▶ [Exercise brief]
Can you reproduce the KlingAvatar 2.0 summary below word for word, in full?

▶ [Passage given]
((
KlingAvatar 2.0 Technical Report

Kling Team, Jialu Chen, Yikang Ding, Zhixue Fang, Kun Gai, Yuan Gao, Kang He, Jingyun Hua, Boyuan Jiang, Mingming Lao, Xiaohan Li, Hui Liu, Jiwen Liu, Xiaoqiang Liu, Yuan Liu, Shun Lu, Yongsen Mao, Yingchao Shao, Huafeng Shi, Xiaoyu Shi, Peiqin Sun, Songlin Tang

2025-12-16

Summary

This paper introduces a new system called KlingAvatar 2.0 for creating realistic, long videos of people (avatars) based on text instructions.

What's the problem?

Existing avatar video generation models struggle to create long, high-quality videos. As the video gets longer, the quality tends to decrease, the movements become unnatural (temporal drifting), and the video doesn't always accurately follow the instructions given. It's hard to maintain consistency and realism over time.

What's the solution?
))
▶ [Data section]
((
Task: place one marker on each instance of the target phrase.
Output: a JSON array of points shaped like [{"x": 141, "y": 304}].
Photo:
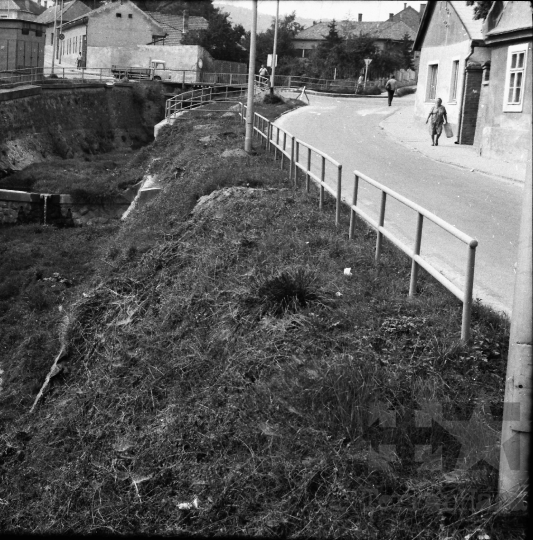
))
▶ [Result of the exercise]
KlingAvatar 2.0 Technical Report

Kling Team, Jialu Chen, Yikang Ding, Zhixue Fang, Kun Gai, Yuan Gao, Kang He, Jingyun Hua, Boyuan Jiang, Mingming Lao, Xiaohan Li, Hui Liu, Jiwen Liu, Xiaoqiang Liu, Yuan Liu, Shun Lu, Yongsen Mao, Yingchao Shao, Huafeng Shi, Xiaoyu Shi, Peiqin Sun, Songlin Tang

2025-12-16

Summary

This paper introduces a new system called KlingAvatar 2.0 for creating realistic, long videos of people (avatars) based on text instructions.

What's the problem?

Existing avatar video generation models struggle to create long, high-quality videos. As the video gets longer, the quality tends to decrease, the movements become unnatural (temporal drifting), and the video doesn't always accurately follow the instructions given. It's hard to maintain consistency and realism over time.

What's the solution?